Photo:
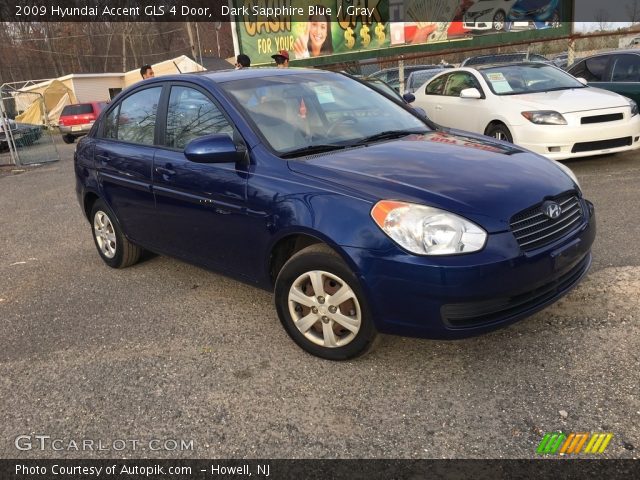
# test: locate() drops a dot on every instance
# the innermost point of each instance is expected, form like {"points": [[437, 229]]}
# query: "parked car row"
{"points": [[534, 105]]}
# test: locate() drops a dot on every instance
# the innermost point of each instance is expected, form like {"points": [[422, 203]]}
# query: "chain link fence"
{"points": [[26, 137]]}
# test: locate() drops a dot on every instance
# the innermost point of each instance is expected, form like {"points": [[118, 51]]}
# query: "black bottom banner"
{"points": [[317, 469]]}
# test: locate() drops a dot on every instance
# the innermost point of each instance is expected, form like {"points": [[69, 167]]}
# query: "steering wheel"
{"points": [[343, 121]]}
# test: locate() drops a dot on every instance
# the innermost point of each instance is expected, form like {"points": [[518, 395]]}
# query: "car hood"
{"points": [[573, 100], [473, 176]]}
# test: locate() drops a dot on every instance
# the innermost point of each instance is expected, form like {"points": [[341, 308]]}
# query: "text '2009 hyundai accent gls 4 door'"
{"points": [[358, 215]]}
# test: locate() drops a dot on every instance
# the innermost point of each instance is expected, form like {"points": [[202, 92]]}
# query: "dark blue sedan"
{"points": [[360, 216]]}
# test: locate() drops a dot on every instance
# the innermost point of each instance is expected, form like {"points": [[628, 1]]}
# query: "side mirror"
{"points": [[470, 93], [409, 97], [216, 148]]}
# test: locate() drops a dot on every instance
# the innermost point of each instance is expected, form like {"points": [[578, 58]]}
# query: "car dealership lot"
{"points": [[174, 352]]}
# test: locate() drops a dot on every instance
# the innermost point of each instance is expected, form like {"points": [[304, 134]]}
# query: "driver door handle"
{"points": [[165, 171]]}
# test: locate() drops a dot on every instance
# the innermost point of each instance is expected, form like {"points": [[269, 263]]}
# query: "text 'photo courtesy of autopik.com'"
{"points": [[347, 239]]}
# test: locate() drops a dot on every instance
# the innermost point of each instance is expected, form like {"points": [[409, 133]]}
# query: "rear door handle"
{"points": [[165, 171], [103, 158]]}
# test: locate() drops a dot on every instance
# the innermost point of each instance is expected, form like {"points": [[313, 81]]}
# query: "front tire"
{"points": [[322, 306], [113, 247]]}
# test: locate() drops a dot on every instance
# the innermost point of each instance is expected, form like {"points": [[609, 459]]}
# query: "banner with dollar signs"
{"points": [[309, 29]]}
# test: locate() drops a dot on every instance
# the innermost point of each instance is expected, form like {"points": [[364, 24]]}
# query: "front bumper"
{"points": [[561, 142], [465, 295]]}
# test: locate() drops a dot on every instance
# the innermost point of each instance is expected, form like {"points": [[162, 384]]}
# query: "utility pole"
{"points": [[124, 54], [191, 42]]}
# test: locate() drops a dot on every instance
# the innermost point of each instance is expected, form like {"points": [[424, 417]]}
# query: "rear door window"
{"points": [[137, 117], [436, 87], [191, 115], [595, 68], [625, 68]]}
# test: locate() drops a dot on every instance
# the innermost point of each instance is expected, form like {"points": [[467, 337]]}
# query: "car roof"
{"points": [[485, 66], [221, 76], [415, 67], [613, 52]]}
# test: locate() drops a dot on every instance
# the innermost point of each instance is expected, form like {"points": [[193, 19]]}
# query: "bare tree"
{"points": [[633, 11]]}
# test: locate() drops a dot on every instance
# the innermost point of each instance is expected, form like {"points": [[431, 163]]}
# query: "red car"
{"points": [[76, 120]]}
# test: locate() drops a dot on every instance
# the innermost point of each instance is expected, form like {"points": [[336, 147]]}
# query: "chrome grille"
{"points": [[533, 229]]}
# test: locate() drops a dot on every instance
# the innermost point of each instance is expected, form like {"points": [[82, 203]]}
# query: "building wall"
{"points": [[94, 89]]}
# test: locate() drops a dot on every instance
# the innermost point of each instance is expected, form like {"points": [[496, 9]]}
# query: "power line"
{"points": [[95, 35]]}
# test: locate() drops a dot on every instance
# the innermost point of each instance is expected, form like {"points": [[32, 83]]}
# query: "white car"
{"points": [[487, 15], [534, 105]]}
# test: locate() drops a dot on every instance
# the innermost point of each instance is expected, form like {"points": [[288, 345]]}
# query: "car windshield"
{"points": [[380, 85], [531, 78], [306, 112]]}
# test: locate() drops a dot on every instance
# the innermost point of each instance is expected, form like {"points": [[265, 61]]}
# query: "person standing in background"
{"points": [[282, 59]]}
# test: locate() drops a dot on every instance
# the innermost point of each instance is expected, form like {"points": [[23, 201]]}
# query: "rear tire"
{"points": [[113, 247], [322, 306], [500, 131]]}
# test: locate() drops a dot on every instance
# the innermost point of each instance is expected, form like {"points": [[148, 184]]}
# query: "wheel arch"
{"points": [[89, 200], [293, 242]]}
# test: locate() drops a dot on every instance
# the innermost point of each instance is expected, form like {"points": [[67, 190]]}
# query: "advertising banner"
{"points": [[325, 31]]}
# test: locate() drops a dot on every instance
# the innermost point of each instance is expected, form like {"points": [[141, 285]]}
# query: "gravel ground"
{"points": [[164, 350]]}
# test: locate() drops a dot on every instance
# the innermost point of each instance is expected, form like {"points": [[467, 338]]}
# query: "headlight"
{"points": [[569, 172], [634, 107], [545, 117], [426, 230]]}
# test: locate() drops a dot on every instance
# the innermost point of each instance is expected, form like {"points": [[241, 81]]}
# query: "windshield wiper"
{"points": [[388, 134], [310, 149]]}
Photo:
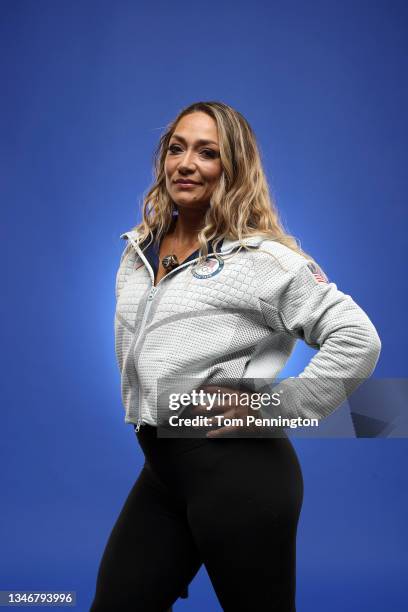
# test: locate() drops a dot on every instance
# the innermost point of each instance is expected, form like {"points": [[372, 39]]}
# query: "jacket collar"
{"points": [[227, 244]]}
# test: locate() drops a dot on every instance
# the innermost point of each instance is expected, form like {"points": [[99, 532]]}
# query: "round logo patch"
{"points": [[210, 267]]}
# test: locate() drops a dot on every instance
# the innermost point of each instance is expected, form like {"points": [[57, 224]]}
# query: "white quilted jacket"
{"points": [[238, 317]]}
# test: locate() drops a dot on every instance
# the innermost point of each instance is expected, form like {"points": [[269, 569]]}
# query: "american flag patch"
{"points": [[317, 272]]}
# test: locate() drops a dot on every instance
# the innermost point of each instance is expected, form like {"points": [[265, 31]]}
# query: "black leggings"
{"points": [[230, 503]]}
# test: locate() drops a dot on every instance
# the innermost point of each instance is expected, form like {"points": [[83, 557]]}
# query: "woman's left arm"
{"points": [[316, 311]]}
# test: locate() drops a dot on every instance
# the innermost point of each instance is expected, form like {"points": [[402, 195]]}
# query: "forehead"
{"points": [[197, 126]]}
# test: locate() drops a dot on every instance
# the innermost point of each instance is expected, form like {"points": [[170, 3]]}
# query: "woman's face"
{"points": [[193, 154]]}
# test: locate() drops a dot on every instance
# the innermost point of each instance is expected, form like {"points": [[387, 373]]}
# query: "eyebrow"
{"points": [[199, 142]]}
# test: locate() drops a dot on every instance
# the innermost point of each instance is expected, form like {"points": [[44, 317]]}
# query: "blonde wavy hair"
{"points": [[241, 205]]}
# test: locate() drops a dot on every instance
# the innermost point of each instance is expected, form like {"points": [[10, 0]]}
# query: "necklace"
{"points": [[169, 262]]}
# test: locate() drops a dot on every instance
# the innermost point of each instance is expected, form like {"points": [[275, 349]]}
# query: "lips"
{"points": [[186, 182]]}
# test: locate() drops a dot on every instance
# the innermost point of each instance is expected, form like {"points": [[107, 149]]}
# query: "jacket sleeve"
{"points": [[315, 310]]}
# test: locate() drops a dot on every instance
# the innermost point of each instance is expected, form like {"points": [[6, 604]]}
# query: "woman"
{"points": [[211, 288]]}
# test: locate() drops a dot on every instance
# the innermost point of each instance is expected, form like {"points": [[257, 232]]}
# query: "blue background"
{"points": [[88, 88]]}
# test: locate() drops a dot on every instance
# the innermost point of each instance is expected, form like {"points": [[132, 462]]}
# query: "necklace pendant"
{"points": [[170, 262]]}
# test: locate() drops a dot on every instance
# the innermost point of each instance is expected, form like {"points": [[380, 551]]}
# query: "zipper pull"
{"points": [[151, 293]]}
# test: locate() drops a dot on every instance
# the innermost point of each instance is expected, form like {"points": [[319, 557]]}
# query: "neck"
{"points": [[187, 225]]}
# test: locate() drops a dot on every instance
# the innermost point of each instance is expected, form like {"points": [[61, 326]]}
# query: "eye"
{"points": [[210, 152], [172, 147], [206, 152]]}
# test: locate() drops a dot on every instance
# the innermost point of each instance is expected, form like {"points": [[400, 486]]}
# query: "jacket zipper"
{"points": [[142, 326], [152, 292]]}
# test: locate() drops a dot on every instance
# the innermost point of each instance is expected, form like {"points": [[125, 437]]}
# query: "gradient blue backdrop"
{"points": [[87, 89]]}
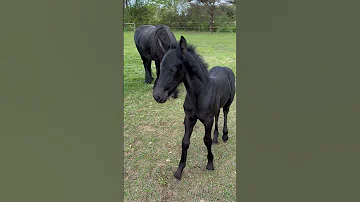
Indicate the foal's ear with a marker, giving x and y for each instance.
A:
(183, 45)
(161, 46)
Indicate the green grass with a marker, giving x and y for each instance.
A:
(153, 133)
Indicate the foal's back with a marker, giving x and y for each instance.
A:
(224, 80)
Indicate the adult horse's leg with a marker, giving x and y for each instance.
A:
(147, 67)
(189, 126)
(208, 142)
(216, 131)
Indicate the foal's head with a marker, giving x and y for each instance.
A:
(172, 71)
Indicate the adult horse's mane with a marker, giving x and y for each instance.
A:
(162, 33)
(191, 49)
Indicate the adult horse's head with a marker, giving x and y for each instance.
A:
(172, 71)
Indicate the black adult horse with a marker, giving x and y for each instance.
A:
(152, 42)
(207, 92)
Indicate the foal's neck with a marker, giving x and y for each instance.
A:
(199, 76)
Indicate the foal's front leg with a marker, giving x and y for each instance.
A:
(189, 126)
(157, 65)
(208, 142)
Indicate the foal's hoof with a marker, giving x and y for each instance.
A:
(225, 138)
(210, 166)
(149, 80)
(177, 175)
(175, 94)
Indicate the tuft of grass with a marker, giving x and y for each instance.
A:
(153, 133)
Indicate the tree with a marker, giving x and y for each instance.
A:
(210, 6)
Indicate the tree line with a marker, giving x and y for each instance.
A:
(199, 15)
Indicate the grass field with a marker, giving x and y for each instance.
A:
(153, 133)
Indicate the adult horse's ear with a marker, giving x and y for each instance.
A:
(183, 45)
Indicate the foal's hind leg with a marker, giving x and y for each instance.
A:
(189, 123)
(216, 131)
(225, 136)
(207, 141)
(147, 67)
(157, 64)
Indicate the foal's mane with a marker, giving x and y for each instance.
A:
(162, 34)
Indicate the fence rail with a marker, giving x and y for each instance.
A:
(192, 26)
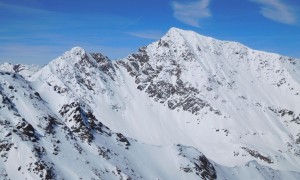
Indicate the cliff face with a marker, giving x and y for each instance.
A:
(184, 107)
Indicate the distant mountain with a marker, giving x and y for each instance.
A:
(184, 107)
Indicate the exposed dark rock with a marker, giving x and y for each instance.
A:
(256, 154)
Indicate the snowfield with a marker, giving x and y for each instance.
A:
(184, 107)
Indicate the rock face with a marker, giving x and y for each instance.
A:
(184, 107)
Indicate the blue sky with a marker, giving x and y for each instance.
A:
(37, 31)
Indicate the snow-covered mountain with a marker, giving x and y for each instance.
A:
(184, 107)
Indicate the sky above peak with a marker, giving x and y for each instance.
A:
(37, 31)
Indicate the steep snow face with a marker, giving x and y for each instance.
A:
(184, 107)
(24, 70)
(247, 98)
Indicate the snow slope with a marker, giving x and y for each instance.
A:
(184, 107)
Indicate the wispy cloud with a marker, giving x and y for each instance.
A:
(277, 10)
(147, 34)
(191, 12)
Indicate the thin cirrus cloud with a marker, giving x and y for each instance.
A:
(191, 12)
(278, 11)
(147, 34)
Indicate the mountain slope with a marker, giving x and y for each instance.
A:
(184, 107)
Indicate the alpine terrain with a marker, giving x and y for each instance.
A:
(184, 107)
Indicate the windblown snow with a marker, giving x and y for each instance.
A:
(184, 107)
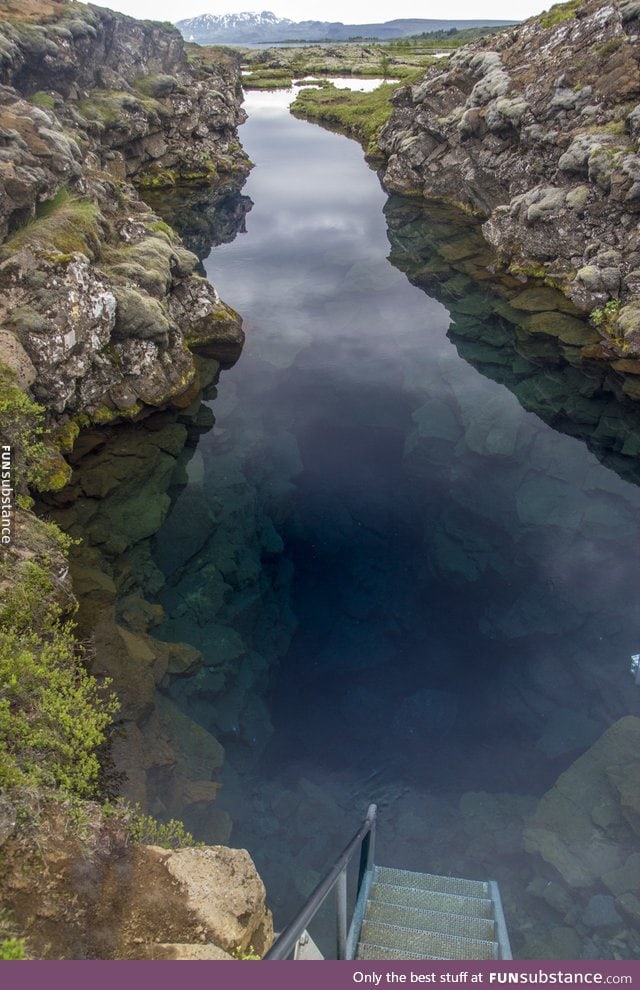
☆ ☆ ☆ ☆
## Task goal
Starting at the line that contains "Indicate the mountain" and ending at the last line of the records, render those lines as a numbered list with blank lines dropped. Leave the pictures out.

## Solution to this problem
1. Indicate the mountain slope with a marker, giving x and y for each instance.
2. A:
3. (184, 107)
4. Indicate the alpine terrain with a marker, giving x and y for each instance.
5. A:
6. (184, 107)
7. Indicate the windblown snow with a marker, giving x and y for each instance.
8. A:
9. (184, 107)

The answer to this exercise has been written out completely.